[Dataset excerpts on object pointing]
+---+

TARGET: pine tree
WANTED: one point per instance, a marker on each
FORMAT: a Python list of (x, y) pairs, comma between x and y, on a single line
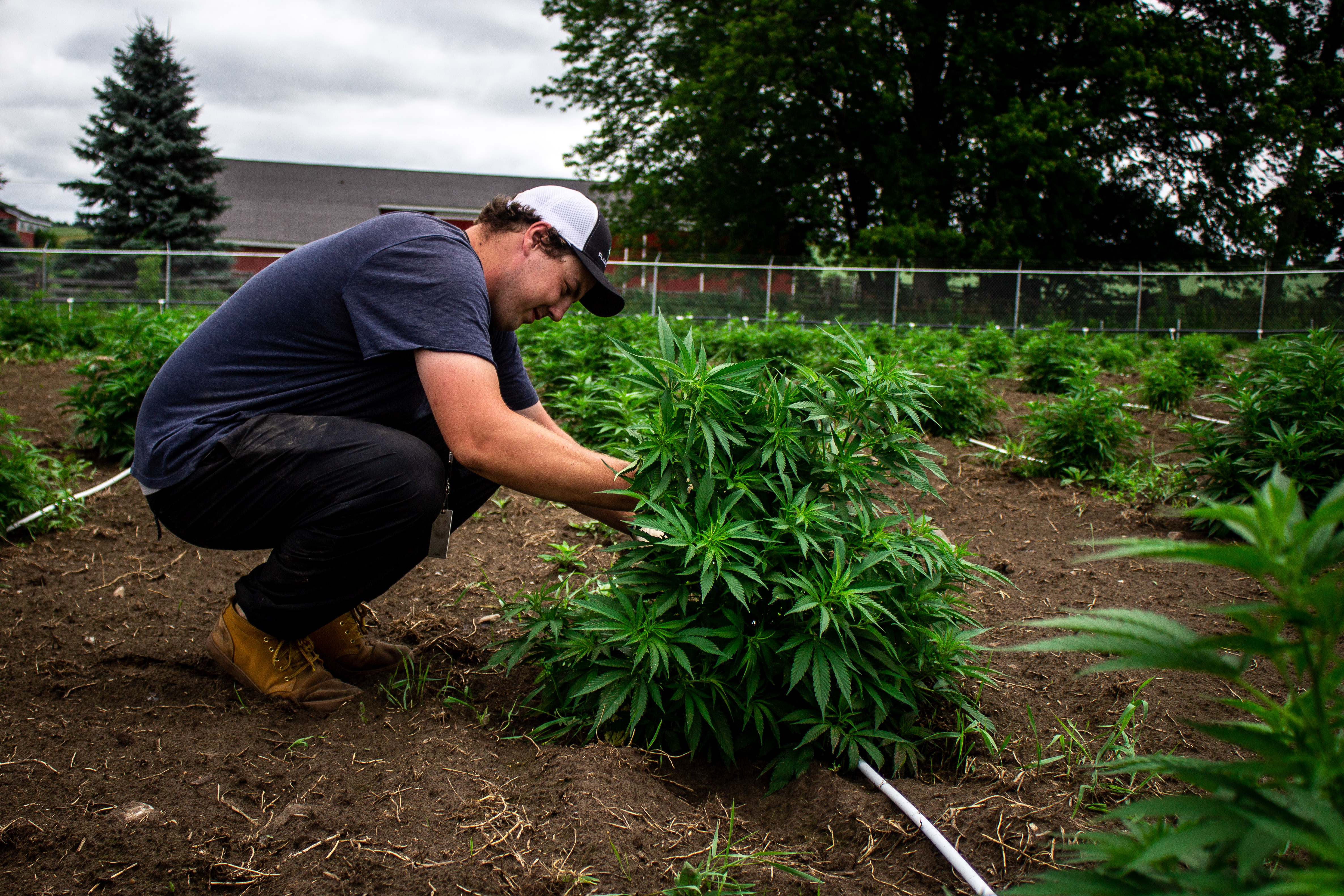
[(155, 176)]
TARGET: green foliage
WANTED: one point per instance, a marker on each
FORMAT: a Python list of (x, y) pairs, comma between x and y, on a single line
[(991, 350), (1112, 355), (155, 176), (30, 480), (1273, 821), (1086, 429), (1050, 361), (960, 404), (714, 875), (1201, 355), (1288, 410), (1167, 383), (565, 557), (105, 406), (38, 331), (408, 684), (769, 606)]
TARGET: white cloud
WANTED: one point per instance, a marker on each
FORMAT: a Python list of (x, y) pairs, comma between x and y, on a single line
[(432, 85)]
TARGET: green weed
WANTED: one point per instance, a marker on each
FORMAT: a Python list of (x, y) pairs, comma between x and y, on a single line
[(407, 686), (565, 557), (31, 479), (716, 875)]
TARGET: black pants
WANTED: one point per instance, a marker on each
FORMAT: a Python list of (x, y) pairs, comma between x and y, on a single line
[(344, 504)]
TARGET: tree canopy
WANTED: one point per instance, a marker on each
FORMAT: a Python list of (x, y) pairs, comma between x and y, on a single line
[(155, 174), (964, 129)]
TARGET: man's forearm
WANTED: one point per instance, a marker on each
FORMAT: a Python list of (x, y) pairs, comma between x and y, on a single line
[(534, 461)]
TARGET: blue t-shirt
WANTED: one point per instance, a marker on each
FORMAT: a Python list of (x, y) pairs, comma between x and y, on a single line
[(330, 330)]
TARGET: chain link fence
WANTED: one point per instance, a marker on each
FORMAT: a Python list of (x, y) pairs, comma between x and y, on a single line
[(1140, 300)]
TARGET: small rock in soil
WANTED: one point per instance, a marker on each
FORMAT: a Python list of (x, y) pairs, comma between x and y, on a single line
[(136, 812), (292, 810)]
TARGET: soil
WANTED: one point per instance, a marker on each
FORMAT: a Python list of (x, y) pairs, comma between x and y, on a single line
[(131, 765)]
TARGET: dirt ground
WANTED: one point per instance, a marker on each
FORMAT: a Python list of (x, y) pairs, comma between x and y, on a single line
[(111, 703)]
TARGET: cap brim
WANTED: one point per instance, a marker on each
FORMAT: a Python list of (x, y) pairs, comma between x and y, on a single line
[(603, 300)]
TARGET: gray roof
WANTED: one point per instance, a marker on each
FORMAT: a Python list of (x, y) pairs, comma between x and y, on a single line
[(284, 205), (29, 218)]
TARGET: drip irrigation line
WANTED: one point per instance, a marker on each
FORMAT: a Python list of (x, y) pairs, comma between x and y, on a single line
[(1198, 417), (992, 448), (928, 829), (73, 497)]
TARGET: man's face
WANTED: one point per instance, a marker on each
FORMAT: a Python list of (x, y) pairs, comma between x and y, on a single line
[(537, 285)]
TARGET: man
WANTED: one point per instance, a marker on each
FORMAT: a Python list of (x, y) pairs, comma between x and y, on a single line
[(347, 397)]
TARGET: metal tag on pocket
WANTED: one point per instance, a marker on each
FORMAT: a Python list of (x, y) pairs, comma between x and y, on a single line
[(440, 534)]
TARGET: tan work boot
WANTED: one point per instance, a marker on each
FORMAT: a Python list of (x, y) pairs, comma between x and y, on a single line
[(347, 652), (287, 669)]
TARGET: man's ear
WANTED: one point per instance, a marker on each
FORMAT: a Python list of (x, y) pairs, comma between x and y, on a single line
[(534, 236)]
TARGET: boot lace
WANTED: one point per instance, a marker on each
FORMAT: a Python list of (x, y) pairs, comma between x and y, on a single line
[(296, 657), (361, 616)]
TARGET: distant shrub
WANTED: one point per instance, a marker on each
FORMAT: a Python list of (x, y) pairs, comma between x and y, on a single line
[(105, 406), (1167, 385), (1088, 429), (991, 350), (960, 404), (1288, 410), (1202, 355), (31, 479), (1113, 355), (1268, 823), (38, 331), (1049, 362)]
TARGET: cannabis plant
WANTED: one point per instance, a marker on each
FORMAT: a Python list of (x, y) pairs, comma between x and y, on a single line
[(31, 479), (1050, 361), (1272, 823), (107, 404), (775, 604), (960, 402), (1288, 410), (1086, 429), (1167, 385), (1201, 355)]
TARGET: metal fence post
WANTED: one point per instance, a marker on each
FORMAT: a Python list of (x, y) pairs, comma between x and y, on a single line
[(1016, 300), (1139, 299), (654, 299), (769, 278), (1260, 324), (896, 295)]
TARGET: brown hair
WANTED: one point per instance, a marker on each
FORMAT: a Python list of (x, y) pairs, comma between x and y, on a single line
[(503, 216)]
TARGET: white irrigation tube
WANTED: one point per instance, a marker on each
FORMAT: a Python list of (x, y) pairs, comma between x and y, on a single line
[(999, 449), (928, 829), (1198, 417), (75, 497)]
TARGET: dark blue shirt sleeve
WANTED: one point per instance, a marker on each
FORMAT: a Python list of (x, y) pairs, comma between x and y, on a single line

+---+

(Instruction)
Images in the records should not be copied. Repeat all the rest exactly.

(Solution)
TARGET: pine tree
WANTED: one point per instance, a marker on each
FORMAT: a Python list of (x, y) pairs, comma between x and y, on a single line
[(155, 176)]
TARGET: green foliage
WANTED: one point per instance, a marker on each
FORMAT: a Python list of (x, y) pairs, comma between x and y, on a single line
[(991, 350), (1112, 355), (155, 176), (30, 480), (1273, 821), (1086, 429), (1050, 361), (960, 404), (714, 875), (1201, 355), (1288, 410), (1167, 383), (565, 557), (105, 406), (38, 331), (408, 684), (769, 606)]
TARGET: white cloud
WANTED: one point per instance, a marker on each
FORMAT: a Python list of (x, y) pairs, comma between x and y, on a single line
[(432, 85)]
TARGET: green weed
WANTED: one point per instance, a marker on each
FORMAT: a Python list of (x, y) pairs, comma between x and y, on a single line
[(407, 686), (565, 557), (31, 479), (716, 875)]
TARGET: black pants
WANTED: one point per instance, a marker on each
FORMAT: a Python list of (x, y) pairs, comma between x and y, on a single line
[(344, 504)]
TARGET: tree canopy
WANTED: one point per instance, a marker on each
FORMAT: a Python list of (x, y) pairs, comma between x and y, on a single line
[(155, 174), (964, 129)]
TARGET: man's forearm
WANTED: one point per instance, a marker on each
FORMAT: a Python list of (x, y) pairs, comma between x and y, on a single line
[(534, 461)]
TARGET: blue t-shirt
WANTED: one point per instance, a marker on each
FORMAT: a Python list of (x, y) pairs, comma between x and y, on a single line
[(330, 330)]
TARGET: chain link fence
WANTED: one point per instance, a marker on each
FORMAT: a Python list of (x, y) pairs, comma between x and y, on a single line
[(1140, 300)]
TARGET: small rock in soil
WANTED: one point per instance, a marker on each
FORMAT: a Python list of (x, y) pairs, comma between x and y, on a single line
[(136, 812), (292, 810)]
TARGET: soil
WANTED: one point per instance, a marker on each
FORMAT: a Python list of (x, y) pairs, comma between x and y, on a single line
[(131, 765)]
TARGET: dirt ground
WANTED: one point per instance, a marker on each
FORMAT: a Python list of (x, y) pairs, comma between x and y, on a single line
[(111, 703)]
TARGET: cap brim
WANTED: one point per instance, a marker on each
FORMAT: a Python list of (x, y) pairs, comma between x and y, on a single line
[(603, 300)]
TARGET: gray roof
WANTED: one point per instance, a marker on each
FORMAT: a Python list of (x, y) pairs, comma between x and y, on a single line
[(284, 205), (29, 218)]
TARGET: drip irrigation line
WANTED: one point per instance, a marker on each
FORMAT: a Python list of (x, y) pairs, comma between x and y, on a single line
[(1198, 417), (992, 448), (928, 829), (73, 497)]
TARGET: man's face
WANTED: one point per instance, a marker on each
FORMAT: a Python list of (x, y) pairs, comma between x and y, on a single line
[(537, 285)]
TARGET: man
WANTED: one point per instance, a marker on each
FORMAT: a Python list of (x, y) pairs, comma between x and y, on a single line
[(347, 397)]
TARGET: metal tag on pocket
WANTED: one point per instance, a marker on each
FORMAT: a Python list of (x, y) pairs, comma between x and y, on a single line
[(440, 534)]
TARGET: tan work boot
WANTED: one point per instance, a marker on each
FORMAT: a Python list of (x, y) pairs, comma between x and y, on a single line
[(347, 652), (287, 669)]
TARGET: man's ear
WANTED: one point per instance, a marker on each
FORMAT: a Python list of (x, y) pairs, comma between x and y, on a single line
[(534, 236)]
TARGET: boot lace
WANTED: one point per instance, a marker on each
FORMAT: a Python list of (x, y) pairs, comma between x and y, on a single line
[(296, 657), (361, 616)]
TARGET: distant shrub
WANTED: one point per instance, a marker on each
FORMAT: a Python list of (x, y) pairs, comma between x and y, on a single line
[(105, 406), (1167, 385), (1088, 429), (991, 350), (960, 404), (1288, 410), (1202, 355), (31, 479), (1113, 355), (1268, 823), (38, 331), (1049, 362)]
TARGET: cannabis plant
WANTED: one point per instance, a marker on each
FORMAT: a Python list of (x, y) pairs, comma between x and y, on a single line
[(31, 479), (1050, 361), (1272, 823), (107, 404), (775, 604), (960, 402), (1288, 410), (1086, 429), (1167, 385), (1201, 355)]
TARGET: metal fence post
WANTED: one point per instance, a marker on each
FORMAT: a Python list of (x, y) pairs, comma between x and y, on a single line
[(1016, 300), (1139, 299), (654, 299), (769, 278), (1260, 324), (896, 295)]
TARGET: brown hair
WANTED: one point per instance, a marker on each
FORMAT: a Python list of (x, y) pairs, comma between x and y, on a single line
[(503, 216)]
TARGET: white irrigation tube
WANTED: one point per instance, a marker on each
FORMAT: a Python list of (x, y) pairs, comma between x and y, on a single line
[(999, 449), (928, 829), (1198, 417), (75, 497)]
TARGET: dark blue shirt sleeve
WANTED: one point per instance, a marker on each
FORMAT: a Python list of (x, y) pairs, comma between x and y, on a single line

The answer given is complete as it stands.